ARTICLE >>
Since we live in a fast-paced world where advertising to children proliferates 24 hours a day, seven days a week on virtually every media platform, CCFC, which was founded in 2000 has worked to “counter the harmful effects of marketing to children through action, advocacy, education, research, and collaboration.”

CCFC believes that corporate marketers are taking “unfair advantage of children’s developmental inability to understand the persuasive intent of advertising messages,” thus training children to be consumers from cradle-to-grave instead of “healthy, well-rounded citizens.”

Another one of CCFC’s ongoing campaigns, in addition to their appeal to Obama, is an excellent and enlightening documentary from the Media Education Foundation, Consuming Kids: The Commercialization of Childhood, which targets the effects of media and marketing on children that according to the CCFC has proliferated since the 1980s, when children’s television programming was deregulated, and the FTC’s authority over advertising regulation was restricted by Congress.

In the last quarter of 2007, Common Sense Media, a leading nonprofit, nonpartisan organization dedicated to improving the impact of media and entertainment on kids and families, submitted a detailed questionnaire to all the presidential candidates running for the 2008 election. Each campaign responded to a variety of questions regarding issues that spanned the violence in video games, to the role of the Federal Communications Commission.

PARTS OF THE EXERCISE >>
a – Shorten the paragraph of the article on marketing to children that begins "In the last quarter of 2007" while keeping its main facts.
b – From the article on marketing to children, quote word for word the stretch from "In the last" through "Federal Communications Commission.".

INFORMATION SUPPLIED >>

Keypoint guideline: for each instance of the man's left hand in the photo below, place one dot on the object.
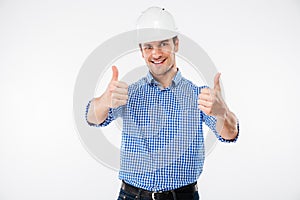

SET OF ANSWERS >>
a – In late 2007, Common Sense Media, a leading nonprofit, nonpartisan organization focused on improving the effect of media and entertainment on kids and families, sent a detailed questionnaire to every 2008 presidential candidate. Each campaign answered questions on issues ranging from video game violence to the role of the Federal Communications Commission.

b –
In the last quarter of 2007, Common Sense Media, a leading nonprofit, nonpartisan organization dedicated to improving the impact of media and entertainment on kids and families, submitted a detailed questionnaire to all the presidential candidates running for the 2008 election. Each campaign responded to a variety of questions regarding issues that spanned the violence in video games, to the role of the Federal Communications Commission.